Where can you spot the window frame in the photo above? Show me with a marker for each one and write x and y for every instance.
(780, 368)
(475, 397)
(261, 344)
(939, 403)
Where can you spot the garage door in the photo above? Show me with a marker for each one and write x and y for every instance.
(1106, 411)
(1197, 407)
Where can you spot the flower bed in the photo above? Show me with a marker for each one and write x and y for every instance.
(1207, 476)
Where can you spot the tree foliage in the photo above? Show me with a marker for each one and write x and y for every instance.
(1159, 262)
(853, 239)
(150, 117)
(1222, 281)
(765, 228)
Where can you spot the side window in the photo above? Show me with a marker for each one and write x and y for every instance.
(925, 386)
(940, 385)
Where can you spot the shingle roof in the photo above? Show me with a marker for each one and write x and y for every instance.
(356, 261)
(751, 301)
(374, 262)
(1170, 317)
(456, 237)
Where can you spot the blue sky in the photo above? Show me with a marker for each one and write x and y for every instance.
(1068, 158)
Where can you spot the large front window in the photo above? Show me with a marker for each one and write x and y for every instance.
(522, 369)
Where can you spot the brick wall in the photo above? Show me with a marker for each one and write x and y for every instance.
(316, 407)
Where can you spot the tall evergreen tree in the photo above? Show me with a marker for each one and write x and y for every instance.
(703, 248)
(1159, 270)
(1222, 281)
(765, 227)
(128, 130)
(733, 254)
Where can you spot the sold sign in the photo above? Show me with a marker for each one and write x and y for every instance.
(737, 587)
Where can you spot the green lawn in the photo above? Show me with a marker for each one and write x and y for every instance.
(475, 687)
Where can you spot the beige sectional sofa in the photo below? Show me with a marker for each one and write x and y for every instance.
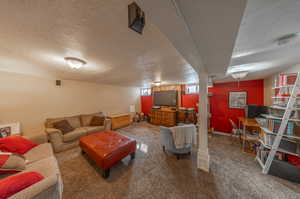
(81, 123)
(42, 160)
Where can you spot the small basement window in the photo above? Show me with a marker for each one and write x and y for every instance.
(145, 91)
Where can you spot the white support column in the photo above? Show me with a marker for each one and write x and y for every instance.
(203, 154)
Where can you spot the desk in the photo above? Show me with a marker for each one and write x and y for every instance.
(247, 122)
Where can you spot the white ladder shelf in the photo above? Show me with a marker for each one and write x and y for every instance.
(284, 121)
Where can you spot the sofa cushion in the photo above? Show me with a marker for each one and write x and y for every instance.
(74, 121)
(16, 144)
(86, 119)
(11, 163)
(94, 129)
(39, 152)
(64, 126)
(13, 184)
(47, 167)
(97, 121)
(74, 135)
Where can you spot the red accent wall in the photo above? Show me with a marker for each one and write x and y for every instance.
(146, 104)
(190, 101)
(221, 113)
(220, 110)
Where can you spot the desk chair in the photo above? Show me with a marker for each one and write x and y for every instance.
(167, 142)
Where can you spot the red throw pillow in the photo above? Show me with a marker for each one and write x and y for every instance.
(16, 144)
(16, 183)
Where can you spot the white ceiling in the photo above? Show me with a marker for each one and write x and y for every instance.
(37, 35)
(263, 22)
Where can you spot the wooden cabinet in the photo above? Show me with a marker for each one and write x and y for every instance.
(121, 120)
(163, 117)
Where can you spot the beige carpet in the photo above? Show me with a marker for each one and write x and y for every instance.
(155, 174)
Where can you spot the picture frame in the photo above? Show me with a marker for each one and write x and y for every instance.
(238, 99)
(9, 129)
(5, 131)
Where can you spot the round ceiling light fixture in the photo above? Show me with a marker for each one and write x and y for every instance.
(74, 62)
(239, 74)
(157, 83)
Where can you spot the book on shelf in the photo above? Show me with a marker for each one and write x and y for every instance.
(292, 128)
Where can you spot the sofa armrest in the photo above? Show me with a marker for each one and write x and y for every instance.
(39, 138)
(39, 189)
(52, 130)
(107, 124)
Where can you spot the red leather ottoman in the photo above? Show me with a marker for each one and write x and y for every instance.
(107, 148)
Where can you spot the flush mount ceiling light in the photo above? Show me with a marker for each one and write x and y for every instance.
(74, 62)
(239, 74)
(286, 38)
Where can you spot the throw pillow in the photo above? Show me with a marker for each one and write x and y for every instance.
(97, 121)
(16, 144)
(11, 163)
(16, 183)
(64, 126)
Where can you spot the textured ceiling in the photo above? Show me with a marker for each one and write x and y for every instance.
(263, 22)
(37, 35)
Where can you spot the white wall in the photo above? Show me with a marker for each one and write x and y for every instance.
(293, 69)
(30, 100)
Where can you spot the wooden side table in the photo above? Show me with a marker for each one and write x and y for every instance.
(120, 120)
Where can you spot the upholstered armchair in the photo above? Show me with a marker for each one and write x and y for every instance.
(168, 145)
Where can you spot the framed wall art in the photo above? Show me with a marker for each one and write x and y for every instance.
(238, 99)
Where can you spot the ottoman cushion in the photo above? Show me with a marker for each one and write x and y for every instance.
(107, 148)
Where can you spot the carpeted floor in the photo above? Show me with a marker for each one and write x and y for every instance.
(155, 174)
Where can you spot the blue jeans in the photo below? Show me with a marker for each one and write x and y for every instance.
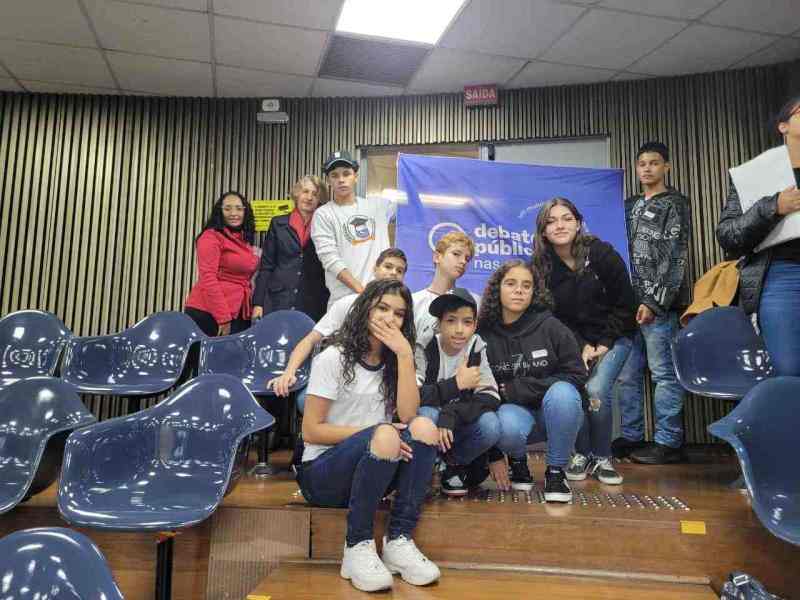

▸ BRIEF
Gather and copy out every line above that contains the word "below", treating uppercase and lowercase letters as different.

▸ WRITTEN SOLUTION
Where can you spot the beige sectional sofa in the photo below? Show me with a marker for each one and write x and y for every instance.
Where can you spot the blue jeans in the photo below? Show me with a marker for each one and write x and y for every instance.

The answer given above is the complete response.